▶ **PROBLEM DETAILS**
Transcribe the style transfer passage word for word, starting at "The method may" and ending at "and content features.".

▶ **TEXT BLOCK**
=-=-=

According to another aspect, this disclosure describes a computer implemented method of style transfer, the method comprising: determining a set of content features from a source image using an encoder neural network; determining a set of style features from a style image using the encoder neural network; determining position dependent content features using joint statistics of position and content features in regions of the source image; determining position dependent style features using joint statistics of position and style features in regions of the style image; generating a set of transformed content features from the set of position dependent content features based on the joint statistics of position and content features; generating a set of transformed style features from the set of transformed content features based on the joint statistics of position and style features; and generating an output image from the transformed set of style features and the transformed set of content features using a decoder neural network.
The method may provide an enhancement to other descriptive methods, such as the whitening and color transformation, by taking into account non-stationary patterns in the input images using the position dependent style and content features.
The content features and style features may be determined from the source and style images respectively using a feature recognition neural network. An example of such a network is the VGG network, though other feature recognition networks may alternatively be used. The decoder neural network may be an neural network trained to reproduce images from feature maps produced by the feature recognition neural network. Together, the feature recognition neural network and the decoder neural network may form an autoencoder system.
The style image and/or source image comprises a continuous two-dimensional representation of a three-dimensional object, as described above in relation to the first aspect.

=-=-=

▶ **INFORMATION PROVIDED**

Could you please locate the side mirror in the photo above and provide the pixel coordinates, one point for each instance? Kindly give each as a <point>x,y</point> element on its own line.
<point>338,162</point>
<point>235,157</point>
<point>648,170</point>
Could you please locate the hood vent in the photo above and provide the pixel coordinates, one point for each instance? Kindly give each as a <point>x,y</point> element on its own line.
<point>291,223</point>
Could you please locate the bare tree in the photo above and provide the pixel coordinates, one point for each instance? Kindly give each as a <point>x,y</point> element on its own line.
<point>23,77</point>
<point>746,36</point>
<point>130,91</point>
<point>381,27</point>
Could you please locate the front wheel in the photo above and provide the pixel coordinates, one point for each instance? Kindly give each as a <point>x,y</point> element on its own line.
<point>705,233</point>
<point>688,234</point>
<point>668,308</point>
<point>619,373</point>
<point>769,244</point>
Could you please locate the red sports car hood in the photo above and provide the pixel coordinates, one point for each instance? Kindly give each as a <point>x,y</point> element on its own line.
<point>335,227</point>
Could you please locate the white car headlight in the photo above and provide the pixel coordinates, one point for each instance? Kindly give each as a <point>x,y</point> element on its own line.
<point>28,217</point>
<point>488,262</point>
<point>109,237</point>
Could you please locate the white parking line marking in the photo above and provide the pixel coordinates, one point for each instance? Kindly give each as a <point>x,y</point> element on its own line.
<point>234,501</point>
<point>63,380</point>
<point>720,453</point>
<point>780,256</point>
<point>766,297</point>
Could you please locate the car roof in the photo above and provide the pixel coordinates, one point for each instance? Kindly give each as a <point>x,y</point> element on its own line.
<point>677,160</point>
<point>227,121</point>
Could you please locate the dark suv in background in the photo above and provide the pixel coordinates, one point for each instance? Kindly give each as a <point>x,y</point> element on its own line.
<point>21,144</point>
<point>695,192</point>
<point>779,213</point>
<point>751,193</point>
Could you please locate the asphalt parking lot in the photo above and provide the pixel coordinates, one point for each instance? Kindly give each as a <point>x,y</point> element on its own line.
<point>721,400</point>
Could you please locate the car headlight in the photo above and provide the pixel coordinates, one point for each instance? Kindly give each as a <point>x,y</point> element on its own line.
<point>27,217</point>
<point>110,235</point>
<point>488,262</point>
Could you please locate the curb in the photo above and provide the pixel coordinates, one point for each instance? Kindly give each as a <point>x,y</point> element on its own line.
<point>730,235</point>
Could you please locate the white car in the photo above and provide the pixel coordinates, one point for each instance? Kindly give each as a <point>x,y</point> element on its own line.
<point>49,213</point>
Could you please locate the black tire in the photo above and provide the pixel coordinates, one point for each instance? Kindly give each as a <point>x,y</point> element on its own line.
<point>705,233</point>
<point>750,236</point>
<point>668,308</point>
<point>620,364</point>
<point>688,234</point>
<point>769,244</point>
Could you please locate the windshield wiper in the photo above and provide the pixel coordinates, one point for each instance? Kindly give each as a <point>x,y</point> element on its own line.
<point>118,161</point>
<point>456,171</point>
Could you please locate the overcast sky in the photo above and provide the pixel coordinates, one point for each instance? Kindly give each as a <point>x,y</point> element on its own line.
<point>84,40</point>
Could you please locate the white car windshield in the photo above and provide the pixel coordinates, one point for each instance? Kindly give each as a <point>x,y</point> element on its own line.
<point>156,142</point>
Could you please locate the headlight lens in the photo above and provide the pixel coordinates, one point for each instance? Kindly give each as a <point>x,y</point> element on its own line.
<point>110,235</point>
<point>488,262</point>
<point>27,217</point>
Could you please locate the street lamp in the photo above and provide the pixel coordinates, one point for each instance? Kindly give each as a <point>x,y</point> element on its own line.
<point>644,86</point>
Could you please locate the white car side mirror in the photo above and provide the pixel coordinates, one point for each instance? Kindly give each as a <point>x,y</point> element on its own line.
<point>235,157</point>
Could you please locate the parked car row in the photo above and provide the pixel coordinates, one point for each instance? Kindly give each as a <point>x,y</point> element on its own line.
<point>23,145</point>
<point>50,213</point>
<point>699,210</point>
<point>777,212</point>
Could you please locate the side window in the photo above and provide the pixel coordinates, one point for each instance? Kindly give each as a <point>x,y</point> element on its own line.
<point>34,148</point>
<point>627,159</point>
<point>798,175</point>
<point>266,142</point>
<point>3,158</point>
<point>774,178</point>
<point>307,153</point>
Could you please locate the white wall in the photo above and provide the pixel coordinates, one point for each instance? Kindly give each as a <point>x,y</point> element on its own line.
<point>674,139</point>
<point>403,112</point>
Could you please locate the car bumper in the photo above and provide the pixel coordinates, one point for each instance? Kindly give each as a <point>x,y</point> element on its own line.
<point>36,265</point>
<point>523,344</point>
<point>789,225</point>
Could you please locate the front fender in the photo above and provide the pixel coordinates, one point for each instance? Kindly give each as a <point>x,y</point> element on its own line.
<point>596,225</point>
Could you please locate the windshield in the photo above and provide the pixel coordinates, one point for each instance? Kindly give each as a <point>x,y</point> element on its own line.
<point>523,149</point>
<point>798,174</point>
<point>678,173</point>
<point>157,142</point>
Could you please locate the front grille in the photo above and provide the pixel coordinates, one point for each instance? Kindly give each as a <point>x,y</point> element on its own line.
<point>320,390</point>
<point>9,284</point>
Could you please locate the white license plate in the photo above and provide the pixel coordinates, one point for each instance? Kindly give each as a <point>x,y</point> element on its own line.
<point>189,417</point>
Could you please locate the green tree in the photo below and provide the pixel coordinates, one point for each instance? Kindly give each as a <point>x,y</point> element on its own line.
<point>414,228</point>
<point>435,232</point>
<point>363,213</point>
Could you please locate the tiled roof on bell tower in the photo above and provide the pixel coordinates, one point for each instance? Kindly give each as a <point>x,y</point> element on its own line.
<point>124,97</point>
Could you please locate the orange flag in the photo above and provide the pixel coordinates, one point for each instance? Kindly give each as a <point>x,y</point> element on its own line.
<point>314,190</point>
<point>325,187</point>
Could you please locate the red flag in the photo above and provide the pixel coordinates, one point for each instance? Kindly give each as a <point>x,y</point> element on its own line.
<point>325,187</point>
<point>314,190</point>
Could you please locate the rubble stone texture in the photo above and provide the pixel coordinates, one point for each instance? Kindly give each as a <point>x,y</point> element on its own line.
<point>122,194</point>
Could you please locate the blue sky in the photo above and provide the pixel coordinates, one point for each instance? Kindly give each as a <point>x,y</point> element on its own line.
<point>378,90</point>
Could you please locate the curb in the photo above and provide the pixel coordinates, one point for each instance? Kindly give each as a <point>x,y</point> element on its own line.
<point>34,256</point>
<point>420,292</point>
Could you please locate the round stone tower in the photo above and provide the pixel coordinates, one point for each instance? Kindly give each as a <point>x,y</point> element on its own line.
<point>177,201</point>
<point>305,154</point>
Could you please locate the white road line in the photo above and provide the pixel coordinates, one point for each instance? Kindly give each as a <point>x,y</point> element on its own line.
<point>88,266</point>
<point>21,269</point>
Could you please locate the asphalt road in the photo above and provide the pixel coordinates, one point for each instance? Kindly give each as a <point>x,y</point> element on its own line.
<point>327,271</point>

=-=-=

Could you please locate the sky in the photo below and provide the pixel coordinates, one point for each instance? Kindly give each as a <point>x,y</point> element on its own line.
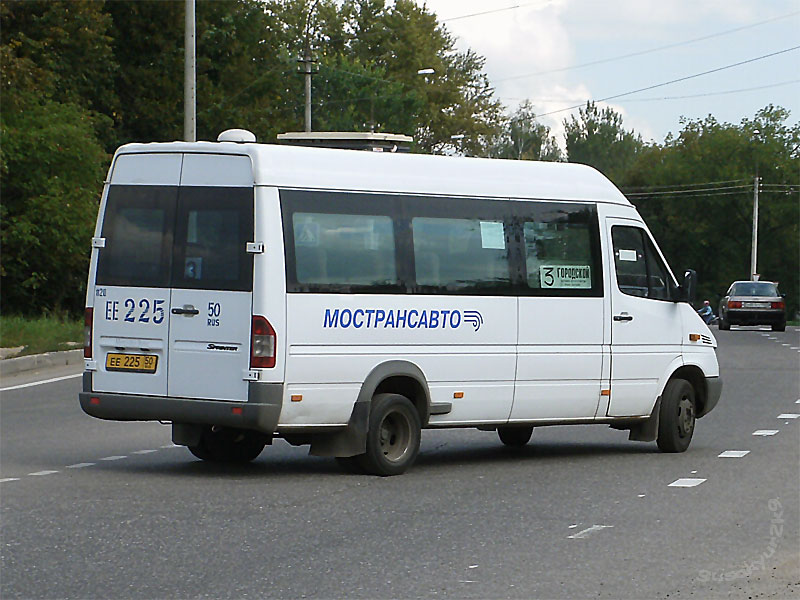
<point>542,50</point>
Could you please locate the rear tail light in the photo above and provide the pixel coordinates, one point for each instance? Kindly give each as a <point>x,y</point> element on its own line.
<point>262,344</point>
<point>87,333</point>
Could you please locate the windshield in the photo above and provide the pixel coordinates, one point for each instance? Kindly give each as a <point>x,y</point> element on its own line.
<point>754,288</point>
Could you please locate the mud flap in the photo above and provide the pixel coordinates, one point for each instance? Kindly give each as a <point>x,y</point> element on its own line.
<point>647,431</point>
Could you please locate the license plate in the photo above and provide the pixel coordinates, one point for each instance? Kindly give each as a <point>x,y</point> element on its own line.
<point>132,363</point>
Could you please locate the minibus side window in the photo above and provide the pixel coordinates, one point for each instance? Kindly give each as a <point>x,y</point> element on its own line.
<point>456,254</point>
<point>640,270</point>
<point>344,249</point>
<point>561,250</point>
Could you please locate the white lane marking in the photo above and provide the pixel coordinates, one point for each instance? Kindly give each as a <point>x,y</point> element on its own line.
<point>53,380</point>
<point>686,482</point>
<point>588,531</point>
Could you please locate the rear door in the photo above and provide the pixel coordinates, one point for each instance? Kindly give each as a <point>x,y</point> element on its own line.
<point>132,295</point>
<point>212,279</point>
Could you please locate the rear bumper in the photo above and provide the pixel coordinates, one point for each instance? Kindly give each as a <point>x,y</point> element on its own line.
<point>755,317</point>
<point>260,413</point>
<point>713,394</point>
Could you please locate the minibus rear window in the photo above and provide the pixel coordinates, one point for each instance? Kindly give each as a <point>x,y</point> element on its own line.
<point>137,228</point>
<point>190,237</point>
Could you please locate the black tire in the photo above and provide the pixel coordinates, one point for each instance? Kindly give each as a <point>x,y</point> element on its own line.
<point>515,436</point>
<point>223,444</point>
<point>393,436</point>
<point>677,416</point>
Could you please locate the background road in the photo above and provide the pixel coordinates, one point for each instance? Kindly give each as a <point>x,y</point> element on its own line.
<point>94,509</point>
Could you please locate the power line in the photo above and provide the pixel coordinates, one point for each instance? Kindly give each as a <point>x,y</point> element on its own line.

=-=-=

▶ **SOLUTION TO THE EXERCISE**
The method may provide an enhancement to other descriptive methods, such as the whitening and color transformation, by taking into account non-stationary patterns in the input images using the position dependent style and content features.